YOUR TASK: From the entries that follow, copy exactly the lines beginning at the line holding "Target: bird's head" and continuing through the line holding "Target: ostrich tail".

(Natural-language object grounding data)
"""
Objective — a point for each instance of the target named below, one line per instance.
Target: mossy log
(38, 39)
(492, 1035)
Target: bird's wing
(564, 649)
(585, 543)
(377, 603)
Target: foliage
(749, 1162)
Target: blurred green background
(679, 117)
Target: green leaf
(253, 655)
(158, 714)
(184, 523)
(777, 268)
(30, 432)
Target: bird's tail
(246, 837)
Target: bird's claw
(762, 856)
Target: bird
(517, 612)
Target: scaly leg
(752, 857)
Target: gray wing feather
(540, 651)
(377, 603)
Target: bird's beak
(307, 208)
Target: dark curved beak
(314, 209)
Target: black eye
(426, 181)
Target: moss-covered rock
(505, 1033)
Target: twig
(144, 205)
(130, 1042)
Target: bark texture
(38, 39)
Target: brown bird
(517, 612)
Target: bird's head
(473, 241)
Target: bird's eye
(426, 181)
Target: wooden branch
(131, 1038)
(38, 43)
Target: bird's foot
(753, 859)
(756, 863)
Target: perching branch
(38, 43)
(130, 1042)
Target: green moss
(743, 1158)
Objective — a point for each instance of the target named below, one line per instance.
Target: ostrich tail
"""
"""
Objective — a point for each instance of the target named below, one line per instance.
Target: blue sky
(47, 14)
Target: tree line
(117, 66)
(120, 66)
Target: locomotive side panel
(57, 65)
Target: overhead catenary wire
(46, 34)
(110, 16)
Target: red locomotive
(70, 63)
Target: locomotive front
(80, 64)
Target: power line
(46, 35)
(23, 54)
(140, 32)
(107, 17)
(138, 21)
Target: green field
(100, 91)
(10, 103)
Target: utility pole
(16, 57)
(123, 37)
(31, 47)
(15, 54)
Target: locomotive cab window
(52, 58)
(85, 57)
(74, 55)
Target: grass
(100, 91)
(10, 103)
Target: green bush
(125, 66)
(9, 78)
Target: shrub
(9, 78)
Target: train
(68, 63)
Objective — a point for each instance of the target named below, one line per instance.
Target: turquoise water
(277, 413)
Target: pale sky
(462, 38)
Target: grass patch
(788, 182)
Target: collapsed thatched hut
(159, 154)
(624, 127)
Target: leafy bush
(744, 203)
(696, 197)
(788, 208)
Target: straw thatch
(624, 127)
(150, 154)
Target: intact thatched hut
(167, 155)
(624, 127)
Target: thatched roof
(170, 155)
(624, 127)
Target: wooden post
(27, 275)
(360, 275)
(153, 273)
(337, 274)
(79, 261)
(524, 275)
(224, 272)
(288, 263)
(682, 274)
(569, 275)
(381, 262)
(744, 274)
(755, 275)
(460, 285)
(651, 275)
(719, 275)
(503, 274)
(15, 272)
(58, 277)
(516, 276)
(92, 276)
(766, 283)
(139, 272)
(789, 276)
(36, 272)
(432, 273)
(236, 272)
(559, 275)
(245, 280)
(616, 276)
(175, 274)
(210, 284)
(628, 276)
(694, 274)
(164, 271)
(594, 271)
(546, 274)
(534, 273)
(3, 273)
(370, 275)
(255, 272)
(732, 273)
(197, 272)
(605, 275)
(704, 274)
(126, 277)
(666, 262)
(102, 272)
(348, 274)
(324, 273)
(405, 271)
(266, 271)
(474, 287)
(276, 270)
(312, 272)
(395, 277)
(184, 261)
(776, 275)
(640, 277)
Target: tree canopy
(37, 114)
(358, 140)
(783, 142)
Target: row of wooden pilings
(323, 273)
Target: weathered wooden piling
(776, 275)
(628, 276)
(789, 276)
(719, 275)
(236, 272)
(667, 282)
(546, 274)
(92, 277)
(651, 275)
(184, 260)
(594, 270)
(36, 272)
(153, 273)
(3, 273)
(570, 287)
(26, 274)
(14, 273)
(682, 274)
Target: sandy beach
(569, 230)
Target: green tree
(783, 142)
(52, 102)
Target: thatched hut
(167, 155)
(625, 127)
"""
TASK RESPONSE:
Target: bird's head
(473, 241)
Target: bird's eye
(426, 181)
Target: wooden branch
(131, 1038)
(38, 43)
Target: bird's foot
(753, 859)
(756, 863)
Target: perching branch
(38, 43)
(130, 1042)
Target: green moss
(743, 1158)
Objective — a point for each instance of the target named below, one line per instance.
Target: ostrich tail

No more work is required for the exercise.